> **Text**
* * * *
I noticed that recently. It's very strange, and fixing it is a headache - changing it may break things that expect the ID to be attached to the field name. Really we need a whole new set of ID attributes, eg of the form FIELDNAME_value. Rd232 (talk) 05:46, 14 September 2012 (UTC)
That is a good idea. I will propose adding ID's with FIELDNAME_value names to Creator and Institution templates and than start discussions about adding those to {{Information}}, {{Artwork}} and {{Book}}. That is going to be a lot of discussions. --Jarekt (talk) 12:37, 17 September 2012 (UTC)
Just to tell thet I wrote a jQuery "parser" to get back data fron Information and Book templates, even if they contain one or more Creator templates. It gives back a js object, main key is Book/Information fileinfotpl_key, contents are a string or a nested object where keys are fileinfotpl_creator_key. This structure is needed since multiple Creator templates give omonym IDs, i.e. same IDs are produced for author and illustrator. I added too a more key name to Creator data, since - strange to say - this datum hasn't its ID. So, if r is the name of js object, r["aut"]["name"] gives the name of author, while r["book-illustrator"]["name"] gives the name of illustrator. By now, html is storet, some more parsing is needed to get "clean" data. You can find test sctipsts in it:s:Utente:Alex brollo/ParsingHproduct.js. --193.43.176.15 15:01, 24 September 2012 (UTC)
193.43.176.15 (user:Alex brollo I presume), You mentioned that Creator name does not have its ID. I can add that gender, nationality, occupations, sort-key, and probably other data does not have them either. That is because that data is not stored in a separate <td> cell. Is there some other way to ID them. By the way, Creator's name has vCard.fn tag, is that useful to you? --Jarekt (talk) 15:27, 24 September 2012 (UTC)

Relevant discussion[edit]

Please see Commons_talk:EXIF#Commons:Metadata_redirects_here. --Piotr Konieczny aka Prokonsul Piotrus Talk 16:55, 16 September 2012 (UTC)
* * * *
> **Data provided**

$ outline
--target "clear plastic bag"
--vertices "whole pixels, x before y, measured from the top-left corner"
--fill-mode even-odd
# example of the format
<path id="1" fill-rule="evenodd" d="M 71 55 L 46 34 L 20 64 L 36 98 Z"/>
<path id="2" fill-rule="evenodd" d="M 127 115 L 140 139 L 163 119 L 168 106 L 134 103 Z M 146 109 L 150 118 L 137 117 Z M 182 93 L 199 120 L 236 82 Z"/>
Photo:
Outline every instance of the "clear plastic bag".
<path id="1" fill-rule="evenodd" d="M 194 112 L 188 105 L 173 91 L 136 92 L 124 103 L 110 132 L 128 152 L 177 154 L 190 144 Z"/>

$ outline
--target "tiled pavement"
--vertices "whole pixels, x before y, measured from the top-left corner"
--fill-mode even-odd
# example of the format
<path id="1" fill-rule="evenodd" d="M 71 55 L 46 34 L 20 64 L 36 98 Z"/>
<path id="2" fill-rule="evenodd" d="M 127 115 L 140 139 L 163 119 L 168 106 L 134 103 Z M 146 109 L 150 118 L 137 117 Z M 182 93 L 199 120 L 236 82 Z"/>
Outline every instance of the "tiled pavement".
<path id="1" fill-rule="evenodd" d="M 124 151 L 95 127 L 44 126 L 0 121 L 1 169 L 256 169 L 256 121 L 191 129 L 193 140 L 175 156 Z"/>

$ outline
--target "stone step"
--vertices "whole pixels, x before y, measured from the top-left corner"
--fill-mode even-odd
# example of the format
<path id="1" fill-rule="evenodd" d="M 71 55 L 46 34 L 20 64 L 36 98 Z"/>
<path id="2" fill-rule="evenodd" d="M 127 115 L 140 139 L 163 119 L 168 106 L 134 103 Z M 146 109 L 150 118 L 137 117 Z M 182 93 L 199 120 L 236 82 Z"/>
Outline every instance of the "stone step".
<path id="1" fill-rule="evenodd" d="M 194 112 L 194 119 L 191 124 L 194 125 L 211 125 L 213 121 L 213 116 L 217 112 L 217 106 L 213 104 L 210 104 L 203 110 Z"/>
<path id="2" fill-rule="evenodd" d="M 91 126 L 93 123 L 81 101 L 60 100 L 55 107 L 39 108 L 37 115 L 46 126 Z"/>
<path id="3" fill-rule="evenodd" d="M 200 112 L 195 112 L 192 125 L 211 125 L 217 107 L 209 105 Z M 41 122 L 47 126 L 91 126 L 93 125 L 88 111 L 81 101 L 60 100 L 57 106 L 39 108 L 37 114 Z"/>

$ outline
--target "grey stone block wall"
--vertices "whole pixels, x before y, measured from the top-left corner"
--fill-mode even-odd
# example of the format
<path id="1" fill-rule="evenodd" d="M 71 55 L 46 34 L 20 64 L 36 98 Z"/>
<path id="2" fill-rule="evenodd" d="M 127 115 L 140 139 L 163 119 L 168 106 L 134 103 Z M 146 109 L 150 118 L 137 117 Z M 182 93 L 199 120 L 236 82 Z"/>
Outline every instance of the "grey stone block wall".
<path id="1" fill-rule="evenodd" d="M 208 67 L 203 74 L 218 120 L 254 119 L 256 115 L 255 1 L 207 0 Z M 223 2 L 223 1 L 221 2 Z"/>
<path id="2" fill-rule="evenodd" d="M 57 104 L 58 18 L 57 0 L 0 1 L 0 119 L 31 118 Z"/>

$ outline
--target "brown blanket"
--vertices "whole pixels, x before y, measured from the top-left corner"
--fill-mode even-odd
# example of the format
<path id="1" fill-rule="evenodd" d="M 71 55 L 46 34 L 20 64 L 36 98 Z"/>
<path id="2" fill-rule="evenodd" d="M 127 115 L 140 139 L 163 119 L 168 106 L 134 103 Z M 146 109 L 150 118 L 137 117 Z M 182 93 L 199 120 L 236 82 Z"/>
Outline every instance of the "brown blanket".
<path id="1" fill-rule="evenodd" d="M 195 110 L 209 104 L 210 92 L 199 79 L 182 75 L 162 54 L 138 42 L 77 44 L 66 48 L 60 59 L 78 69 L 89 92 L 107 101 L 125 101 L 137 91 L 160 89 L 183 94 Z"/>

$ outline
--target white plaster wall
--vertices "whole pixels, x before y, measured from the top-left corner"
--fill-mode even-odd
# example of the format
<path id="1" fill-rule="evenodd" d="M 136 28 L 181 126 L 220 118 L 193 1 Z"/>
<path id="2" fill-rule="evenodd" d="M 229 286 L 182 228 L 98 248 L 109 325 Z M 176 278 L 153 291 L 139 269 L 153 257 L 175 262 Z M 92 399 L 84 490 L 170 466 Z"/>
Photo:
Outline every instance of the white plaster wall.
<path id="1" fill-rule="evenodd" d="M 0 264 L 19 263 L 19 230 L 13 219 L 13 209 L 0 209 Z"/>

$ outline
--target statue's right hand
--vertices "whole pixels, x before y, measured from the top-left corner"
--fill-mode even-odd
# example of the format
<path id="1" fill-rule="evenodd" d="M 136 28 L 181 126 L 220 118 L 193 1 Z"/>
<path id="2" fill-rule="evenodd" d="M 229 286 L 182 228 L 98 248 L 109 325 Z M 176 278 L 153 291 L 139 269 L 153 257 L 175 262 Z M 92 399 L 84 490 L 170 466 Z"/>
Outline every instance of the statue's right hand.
* * * *
> **Problems and tasks**
A. In the template thread, rewrite the paragraph that begins "193.43.176.15 (user:Alex brollo I presume)" as a bulleted list.
B. Translate this sentence from the template thread into German: "Really we need a whole new set of ID attributes, eg of the form FIELDNAME_value."
The lines have no connection to the text.

> **The answers**
A.
- It is addressed to 193.43.176.15, presumed to be user Alex brollo.
- It agrees that the Creator name has no ID.
- Gender, nationality, occupations, sort-key and probably other data lack IDs as well.
- The reason is that this data is not stored in its own <td>.
- It asks whether there is another way to identify them.
- It notes that the Creator's name has a vCard.fn tag and asks whether that would be useful.

B. Eigentlich brauchen wir einen ganz neuen Satz von ID-Attributen, z. B. in der Form FIELDNAME_value.